→ PROMPT: Please rewrite every line of the entries below, changing "--return-coords" to "--return-boxes" everywhere it occurs and keeping everything else the same. Leave the pictures out of your answer.

→ EXTRACTED MATERIAL:
++++++++++++++++++++

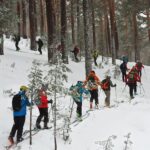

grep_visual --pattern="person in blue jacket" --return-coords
[69,81,89,119]
[8,86,30,144]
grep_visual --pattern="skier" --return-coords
[69,81,89,120]
[13,35,20,51]
[37,38,43,55]
[125,67,141,99]
[93,50,99,66]
[121,55,128,63]
[120,61,129,82]
[8,86,30,145]
[36,85,53,129]
[71,46,80,62]
[101,75,116,107]
[135,60,144,77]
[83,70,101,109]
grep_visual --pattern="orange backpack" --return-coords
[101,81,109,90]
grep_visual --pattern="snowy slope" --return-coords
[0,40,150,150]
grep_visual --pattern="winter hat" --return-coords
[20,85,28,91]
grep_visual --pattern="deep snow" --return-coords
[0,39,150,150]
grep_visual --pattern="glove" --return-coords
[48,99,53,104]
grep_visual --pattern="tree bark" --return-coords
[61,0,68,63]
[108,0,116,65]
[29,0,36,50]
[0,31,4,55]
[146,9,150,42]
[22,0,27,39]
[77,0,81,48]
[17,1,21,35]
[91,0,96,50]
[40,0,44,36]
[132,11,140,62]
[71,0,75,45]
[46,0,54,62]
[83,0,92,76]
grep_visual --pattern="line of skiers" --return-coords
[120,56,144,99]
[8,85,53,145]
[69,70,116,120]
[12,34,44,55]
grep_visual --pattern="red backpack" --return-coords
[101,80,109,90]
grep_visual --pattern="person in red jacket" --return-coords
[83,70,101,109]
[71,45,80,62]
[135,60,144,77]
[36,86,53,129]
[125,67,141,99]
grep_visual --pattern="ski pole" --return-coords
[115,86,118,101]
[141,83,145,94]
[144,68,147,79]
[122,84,127,93]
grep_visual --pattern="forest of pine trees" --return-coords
[0,0,150,65]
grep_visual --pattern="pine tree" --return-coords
[44,52,71,150]
[28,60,43,100]
[28,60,43,145]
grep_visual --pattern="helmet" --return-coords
[90,70,95,74]
[20,85,28,91]
[106,75,111,79]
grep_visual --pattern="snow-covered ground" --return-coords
[0,39,150,150]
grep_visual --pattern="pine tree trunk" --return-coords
[46,0,54,62]
[33,0,38,36]
[99,16,105,61]
[91,0,96,50]
[61,0,68,63]
[22,0,27,39]
[132,11,140,62]
[0,0,4,55]
[71,0,75,45]
[83,0,92,76]
[40,0,44,36]
[77,0,81,48]
[146,9,150,42]
[0,32,4,55]
[17,1,21,35]
[108,0,116,65]
[29,0,36,50]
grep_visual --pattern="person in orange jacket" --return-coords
[135,60,144,77]
[83,70,101,109]
[125,67,141,99]
[36,86,53,129]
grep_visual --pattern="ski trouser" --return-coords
[128,82,137,97]
[38,45,42,55]
[15,41,20,51]
[36,108,48,126]
[90,89,99,105]
[104,90,110,107]
[9,116,25,140]
[75,101,82,117]
[94,57,97,66]
[122,72,127,82]
[138,70,142,77]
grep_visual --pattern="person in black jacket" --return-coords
[37,38,43,55]
[13,35,20,51]
[120,61,128,82]
[101,76,116,107]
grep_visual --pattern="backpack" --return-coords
[101,80,109,90]
[12,94,21,111]
[87,76,97,89]
[70,85,80,101]
[137,62,142,68]
[128,72,134,82]
[120,63,127,71]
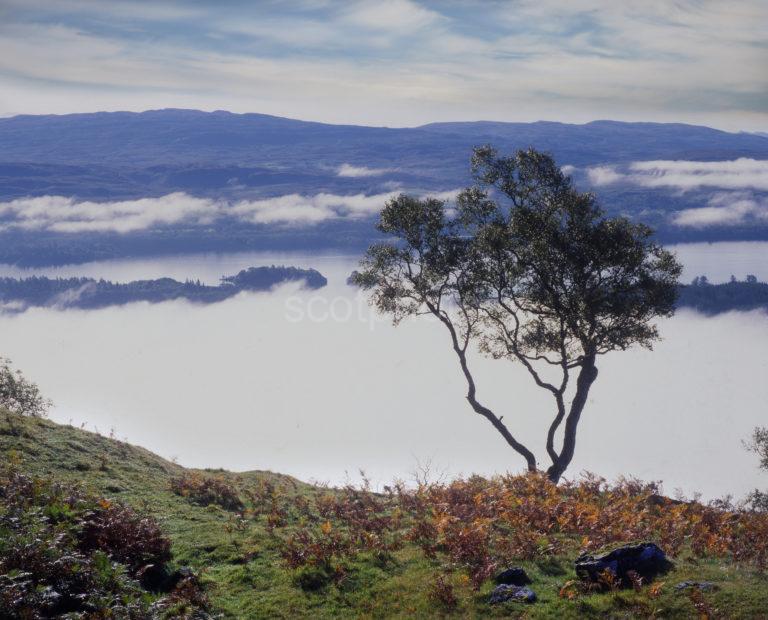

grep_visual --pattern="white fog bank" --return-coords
[0,246,768,497]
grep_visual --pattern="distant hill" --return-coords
[0,109,768,265]
[0,265,328,313]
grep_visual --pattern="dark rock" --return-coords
[488,583,536,605]
[496,566,533,586]
[675,581,717,592]
[165,566,195,592]
[576,543,673,588]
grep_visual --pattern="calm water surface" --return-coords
[0,243,768,497]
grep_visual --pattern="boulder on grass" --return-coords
[675,581,717,592]
[489,583,536,605]
[576,543,673,588]
[496,566,533,586]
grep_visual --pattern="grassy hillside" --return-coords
[0,412,768,618]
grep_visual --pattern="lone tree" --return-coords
[352,146,681,482]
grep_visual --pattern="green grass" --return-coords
[0,411,768,618]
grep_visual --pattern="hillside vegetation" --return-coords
[0,411,768,618]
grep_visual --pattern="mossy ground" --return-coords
[0,412,768,618]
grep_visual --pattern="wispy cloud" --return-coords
[587,158,768,191]
[336,164,392,178]
[672,192,768,228]
[0,190,458,233]
[0,192,221,233]
[0,0,768,130]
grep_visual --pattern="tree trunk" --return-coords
[547,354,597,483]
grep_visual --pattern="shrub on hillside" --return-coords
[0,466,208,619]
[171,473,245,512]
[0,357,52,418]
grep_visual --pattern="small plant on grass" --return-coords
[0,357,52,418]
[171,473,245,512]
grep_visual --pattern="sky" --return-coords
[0,0,768,131]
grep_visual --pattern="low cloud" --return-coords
[0,190,458,233]
[587,158,768,191]
[587,166,626,185]
[672,192,768,228]
[0,192,221,233]
[336,164,393,178]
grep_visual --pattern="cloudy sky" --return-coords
[0,0,768,130]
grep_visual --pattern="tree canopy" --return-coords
[353,146,681,481]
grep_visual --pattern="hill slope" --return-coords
[0,110,768,266]
[0,412,768,618]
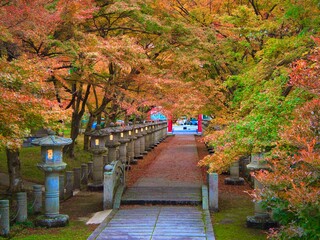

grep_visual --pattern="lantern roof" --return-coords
[31,133,72,146]
[86,125,111,137]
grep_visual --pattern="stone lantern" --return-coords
[32,132,72,227]
[247,153,277,229]
[133,125,143,159]
[88,125,110,191]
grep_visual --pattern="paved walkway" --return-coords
[88,135,214,240]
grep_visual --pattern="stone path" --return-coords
[88,135,214,240]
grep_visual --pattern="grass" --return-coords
[212,193,266,240]
[9,221,93,240]
[0,136,91,183]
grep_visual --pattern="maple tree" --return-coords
[200,1,319,239]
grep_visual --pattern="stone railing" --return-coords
[103,161,125,209]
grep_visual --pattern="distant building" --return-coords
[148,107,167,121]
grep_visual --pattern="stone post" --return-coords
[144,124,151,152]
[103,168,115,210]
[197,114,202,135]
[87,125,110,191]
[126,126,134,169]
[134,126,143,159]
[140,125,148,155]
[59,175,64,201]
[80,163,88,186]
[73,168,81,190]
[247,153,277,229]
[208,173,219,211]
[155,123,160,145]
[106,129,120,163]
[119,128,130,165]
[151,123,157,148]
[17,192,28,222]
[224,161,244,185]
[64,171,73,199]
[32,185,42,213]
[88,162,93,180]
[32,132,72,227]
[0,200,10,236]
[168,115,173,135]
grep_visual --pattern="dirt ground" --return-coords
[61,134,251,221]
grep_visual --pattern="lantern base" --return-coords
[87,183,103,192]
[224,177,244,185]
[247,214,278,230]
[35,214,69,228]
[134,155,143,160]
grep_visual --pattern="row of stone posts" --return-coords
[0,122,167,235]
[88,122,167,191]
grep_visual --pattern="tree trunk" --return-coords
[64,112,83,158]
[83,114,94,151]
[6,148,23,193]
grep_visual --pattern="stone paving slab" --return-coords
[88,135,215,240]
[121,187,202,205]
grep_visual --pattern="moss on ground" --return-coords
[212,191,267,240]
[9,221,93,240]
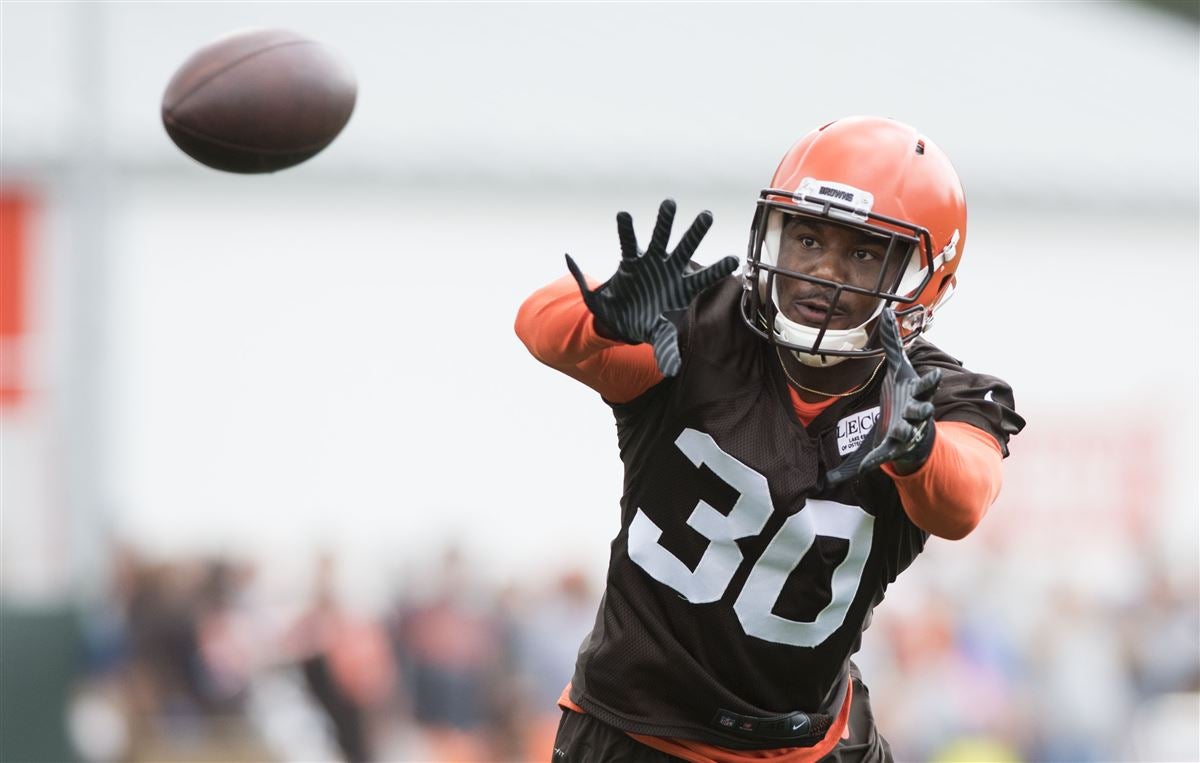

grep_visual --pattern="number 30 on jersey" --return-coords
[629,429,875,647]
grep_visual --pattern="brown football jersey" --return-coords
[571,278,1022,749]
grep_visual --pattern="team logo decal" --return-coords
[838,405,880,456]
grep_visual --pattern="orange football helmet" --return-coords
[742,116,967,366]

++++++++++++++++++++

→ RESPONSE TO THIS TASK:
grep_visual --pattern="person in blue jacket" --return-boxes
[69,81,89,119]
[8,86,30,144]
grep_visual --pattern="skier" --return-boxes
[69,81,89,120]
[13,35,20,51]
[37,38,43,55]
[125,67,141,99]
[93,50,99,66]
[121,55,128,63]
[120,61,129,82]
[8,86,30,145]
[36,85,53,129]
[71,46,80,62]
[101,75,116,107]
[135,60,144,77]
[83,70,101,109]
grep_visual --pattern="orange backpack" --return-boxes
[101,81,109,90]
grep_visual --pattern="snowy slope" --return-boxes
[0,40,150,150]
grep_visual --pattern="winter hat" --return-boxes
[20,85,28,91]
grep_visual --pattern="deep snow" --return-boxes
[0,39,150,150]
grep_visual --pattern="glove" --return-boxes
[48,99,53,104]
grep_visual --pattern="tree bark" --return-boxes
[61,0,68,63]
[108,0,116,65]
[29,0,36,50]
[0,31,4,55]
[146,9,150,42]
[22,0,27,39]
[77,0,81,48]
[17,1,21,35]
[91,0,96,50]
[40,0,44,36]
[132,11,140,62]
[71,0,75,45]
[46,0,54,62]
[83,0,92,76]
grep_visual --pattern="line of skiers" --return-boxes
[120,56,144,99]
[8,85,53,145]
[69,70,116,120]
[12,34,44,55]
grep_visual --pattern="red backpack" --return-boxes
[101,80,109,90]
grep_visual --pattern="person in red jacket" --return-boxes
[83,70,101,109]
[71,45,80,62]
[135,60,144,77]
[36,86,53,129]
[125,67,141,99]
grep_visual --pattern="ski pole" --return-boxes
[115,86,118,101]
[141,83,145,94]
[144,68,147,79]
[122,84,127,93]
grep_visual --pattern="forest of pine trees" --return-boxes
[0,0,150,65]
grep_visual --pattern="pine tree" --return-boxes
[44,52,71,150]
[28,60,43,100]
[28,60,43,145]
grep_visual --pattern="helmet" --return-boxes
[90,70,95,74]
[20,85,28,91]
[106,75,111,79]
grep_visual --pattern="snow-covered ground" --return-boxes
[0,39,150,150]
grep_visual --pattern="pine tree trunk" --return-boxes
[46,0,54,62]
[33,0,38,36]
[99,16,105,61]
[91,0,96,50]
[61,0,68,63]
[22,0,27,39]
[132,11,140,62]
[0,0,4,55]
[71,0,75,45]
[83,0,92,76]
[40,0,44,36]
[77,0,81,48]
[146,9,150,42]
[0,32,4,55]
[17,1,21,35]
[108,0,116,65]
[29,0,36,50]
grep_visual --pattern="person in orange jacket" --return-boxes
[135,60,144,77]
[83,70,101,109]
[125,67,141,99]
[36,86,53,129]
grep_visual --pattern="ski trouser" --return-boxes
[128,82,137,97]
[38,45,42,55]
[15,41,20,51]
[36,108,48,126]
[90,89,99,105]
[104,90,110,107]
[9,116,25,140]
[75,101,82,117]
[94,57,97,66]
[122,72,127,82]
[138,70,142,77]
grep_visual --pattern="person in black jacket" --return-boxes
[37,38,43,55]
[13,35,20,51]
[120,61,128,82]
[101,76,116,107]
grep_visual --pattern="backpack" --return-boxes
[101,80,109,90]
[12,94,21,111]
[87,76,97,89]
[70,85,80,101]
[137,62,142,68]
[128,72,134,82]
[120,63,127,71]

grep_visual --pattern="white fog bank" --return-boxes
[0,246,768,497]
grep_visual --pattern="distant hill" --return-boxes
[0,109,768,265]
[0,265,328,313]
grep_visual --pattern="dark rock" --return-boxes
[488,583,536,605]
[496,566,533,586]
[675,581,717,592]
[165,566,195,592]
[576,543,673,588]
grep_visual --pattern="calm water surface" --return-boxes
[0,243,768,497]
grep_visual --pattern="boulder on grass" --return-boxes
[675,581,717,592]
[489,583,536,605]
[576,543,673,588]
[496,566,533,586]
grep_visual --pattern="grassy hillside" --return-boxes
[0,412,768,618]
grep_visual --pattern="lone tree" --return-boxes
[352,146,681,482]
grep_visual --pattern="green grass" --return-boxes
[0,411,768,618]
grep_visual --pattern="hillside vegetation" --return-boxes
[0,411,768,618]
grep_visual --pattern="mossy ground" --return-boxes
[0,412,768,618]
grep_visual --pattern="wispy cloud" --return-boxes
[587,158,768,191]
[336,164,392,178]
[672,192,768,228]
[0,190,458,233]
[0,192,221,233]
[0,0,768,130]
grep_visual --pattern="tree trunk" --return-boxes
[547,354,597,483]
grep_visual --pattern="shrub on hillside" --return-boxes
[0,466,208,619]
[171,473,245,512]
[0,357,52,418]
grep_visual --pattern="small plant on grass" --return-boxes
[0,357,52,418]
[171,473,245,512]
grep_visual --pattern="sky" --return-boxes
[0,0,768,131]
grep_visual --pattern="low cloud" --return-boxes
[0,190,458,233]
[587,158,768,191]
[587,166,626,185]
[672,192,768,228]
[0,192,221,233]
[336,164,393,178]
grep_visual --pattern="cloudy sky" --return-boxes
[0,0,768,130]
grep_visual --pattern="tree canopy" --return-boxes
[353,146,681,481]
grep_visual --pattern="hill slope" --return-boxes
[0,110,768,266]
[0,412,768,618]

grep_visual --pattern="lantern roof" --return-boxes
[31,133,72,146]
[86,125,111,137]
grep_visual --pattern="stone lantern" --return-boxes
[32,132,72,227]
[247,153,277,229]
[133,125,143,159]
[88,125,110,191]
grep_visual --pattern="paved walkway" --return-boxes
[88,135,214,240]
grep_visual --pattern="stone path" --return-boxes
[88,135,214,240]
grep_visual --pattern="grass" --return-boxes
[212,193,266,240]
[9,221,93,240]
[0,136,91,183]
grep_visual --pattern="maple tree" --return-boxes
[200,1,319,239]
grep_visual --pattern="stone railing" --return-boxes
[103,161,125,209]
grep_visual --pattern="distant building" --return-boxes
[148,107,167,121]
grep_visual --pattern="stone post" --return-boxes
[144,124,151,152]
[103,168,115,210]
[197,114,202,135]
[87,125,110,191]
[126,126,134,169]
[134,126,143,159]
[140,125,148,155]
[59,175,64,201]
[80,163,88,186]
[73,168,81,190]
[247,153,277,229]
[208,173,219,211]
[155,123,160,145]
[106,129,120,163]
[119,128,130,165]
[151,123,157,148]
[17,192,28,222]
[224,161,244,185]
[64,171,73,199]
[32,185,42,213]
[88,162,93,180]
[32,132,72,227]
[0,200,10,236]
[168,115,173,135]
grep_visual --pattern="dirt ground" --return-boxes
[61,134,251,221]
grep_visual --pattern="lantern base" --return-boxes
[87,183,103,192]
[224,177,244,185]
[247,214,278,230]
[35,214,69,228]
[134,155,143,160]
grep_visual --pattern="row of stone posts" --return-boxes
[0,122,167,235]
[88,122,167,191]
grep_visual --pattern="tree trunk" --return-boxes
[64,112,83,158]
[83,114,94,151]
[6,148,23,193]
grep_visual --pattern="stone paving slab" --return-boxes
[88,135,215,240]
[121,187,202,205]
grep_visual --pattern="moss on ground" --return-boxes
[212,191,267,240]
[9,221,93,240]

grep_visual --pattern="number 30 on jersey" --return-boxes
[629,429,875,647]
grep_visual --pattern="brown football jersey" --return-boxes
[571,278,1022,749]
grep_visual --pattern="team logo decal" --return-boxes
[838,405,880,456]
grep_visual --pattern="orange football helmet" --return-boxes
[742,116,967,366]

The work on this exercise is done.